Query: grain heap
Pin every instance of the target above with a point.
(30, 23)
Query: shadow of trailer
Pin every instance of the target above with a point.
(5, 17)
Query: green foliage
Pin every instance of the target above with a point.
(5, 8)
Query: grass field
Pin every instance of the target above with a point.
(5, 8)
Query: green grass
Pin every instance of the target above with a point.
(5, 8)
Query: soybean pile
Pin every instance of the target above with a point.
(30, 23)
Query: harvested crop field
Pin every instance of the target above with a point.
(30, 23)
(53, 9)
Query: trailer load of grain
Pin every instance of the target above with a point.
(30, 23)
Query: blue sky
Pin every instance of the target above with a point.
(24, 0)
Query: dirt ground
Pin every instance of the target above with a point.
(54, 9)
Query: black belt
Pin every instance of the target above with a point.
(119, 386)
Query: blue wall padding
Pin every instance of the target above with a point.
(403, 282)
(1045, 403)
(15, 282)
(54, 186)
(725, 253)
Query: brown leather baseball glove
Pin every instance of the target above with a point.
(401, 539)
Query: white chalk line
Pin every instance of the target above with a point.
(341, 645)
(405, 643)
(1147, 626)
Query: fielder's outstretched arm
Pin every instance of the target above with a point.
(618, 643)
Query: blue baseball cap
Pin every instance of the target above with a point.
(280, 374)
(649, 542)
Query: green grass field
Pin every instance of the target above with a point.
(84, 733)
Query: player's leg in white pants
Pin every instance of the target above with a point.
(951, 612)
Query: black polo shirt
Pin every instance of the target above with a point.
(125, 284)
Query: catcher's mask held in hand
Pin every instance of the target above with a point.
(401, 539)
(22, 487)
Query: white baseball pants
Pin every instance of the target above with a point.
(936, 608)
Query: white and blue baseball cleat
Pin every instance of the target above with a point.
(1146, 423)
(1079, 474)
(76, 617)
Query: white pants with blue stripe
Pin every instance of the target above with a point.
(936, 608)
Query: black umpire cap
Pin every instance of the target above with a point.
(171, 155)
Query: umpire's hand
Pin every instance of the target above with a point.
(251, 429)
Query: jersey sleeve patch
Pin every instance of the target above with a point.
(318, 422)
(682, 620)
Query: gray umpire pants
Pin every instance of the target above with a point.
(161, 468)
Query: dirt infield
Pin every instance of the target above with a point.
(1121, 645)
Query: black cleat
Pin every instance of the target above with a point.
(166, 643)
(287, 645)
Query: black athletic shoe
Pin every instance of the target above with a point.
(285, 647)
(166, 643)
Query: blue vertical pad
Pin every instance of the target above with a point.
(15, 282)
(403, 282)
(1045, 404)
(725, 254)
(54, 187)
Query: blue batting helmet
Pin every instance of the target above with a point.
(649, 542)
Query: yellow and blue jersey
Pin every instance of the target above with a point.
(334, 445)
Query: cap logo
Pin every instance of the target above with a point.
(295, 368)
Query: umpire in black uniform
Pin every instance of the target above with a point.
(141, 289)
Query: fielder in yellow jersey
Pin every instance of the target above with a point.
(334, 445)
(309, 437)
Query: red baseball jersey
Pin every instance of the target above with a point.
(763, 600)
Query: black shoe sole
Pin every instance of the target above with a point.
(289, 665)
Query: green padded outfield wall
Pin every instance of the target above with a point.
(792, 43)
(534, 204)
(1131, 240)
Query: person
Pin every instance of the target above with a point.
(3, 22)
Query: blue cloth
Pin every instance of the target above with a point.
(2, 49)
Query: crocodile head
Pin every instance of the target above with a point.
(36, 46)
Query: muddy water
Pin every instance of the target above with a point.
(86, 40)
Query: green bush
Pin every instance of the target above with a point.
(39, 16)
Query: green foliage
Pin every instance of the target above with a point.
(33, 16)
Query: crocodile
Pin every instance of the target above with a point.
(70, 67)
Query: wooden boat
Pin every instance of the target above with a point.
################
# Exercise
Can you repeat, word for word, everything from the line containing "Query: person" down to the last line of the rows?

# Right answer
Query: person
Pin every instance of the target above with a point.
(3, 22)
Query: blue cloth
Pin every instance of the target above with a point.
(2, 49)
Query: crocodile head
Pin every instance of the target above with a point.
(36, 46)
Query: muddy water
Pin every instance of the target above with a point.
(86, 40)
Query: green bush
Pin every instance of the target above with a point.
(39, 16)
Query: green foliage
Pin every instance of the target above with a point.
(33, 16)
Query: crocodile
Pin every instance of the target above with a point.
(70, 67)
Query: wooden boat
Pin every instance of the target above with a point.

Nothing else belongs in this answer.